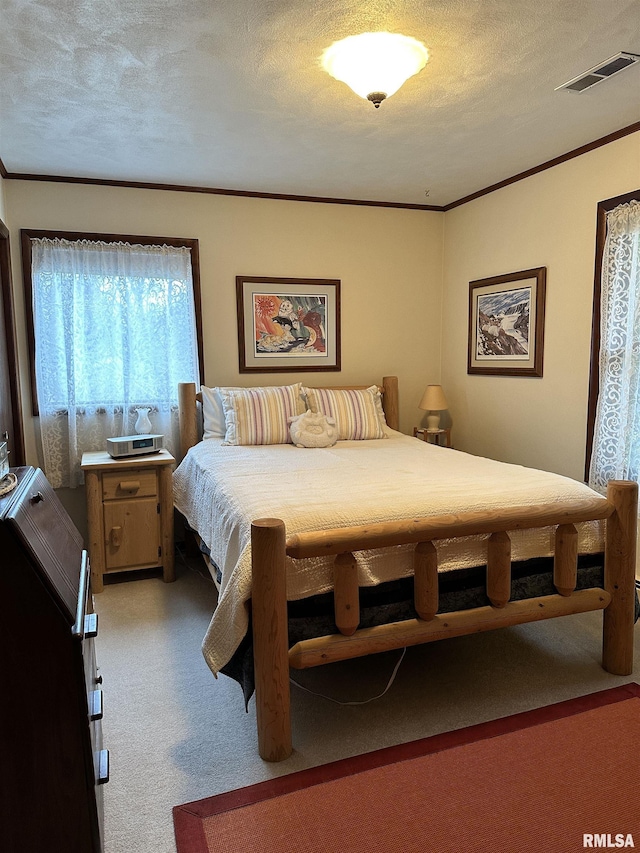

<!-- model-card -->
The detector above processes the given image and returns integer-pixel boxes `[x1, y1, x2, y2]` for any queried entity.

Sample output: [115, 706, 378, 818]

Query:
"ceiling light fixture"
[321, 31, 429, 108]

▶ _Work to be completed_: Return the entries unchanged, save for the pictures, which do not belong in the copy.

▶ _Answer to this exercise_:
<!-- model-card -->
The detector above processes the given image and returns integer-pixel boxes `[x1, y1, x2, y2]` for any queried entity.

Sample output: [115, 706, 378, 818]

Query:
"ceiling light fixture"
[321, 31, 429, 108]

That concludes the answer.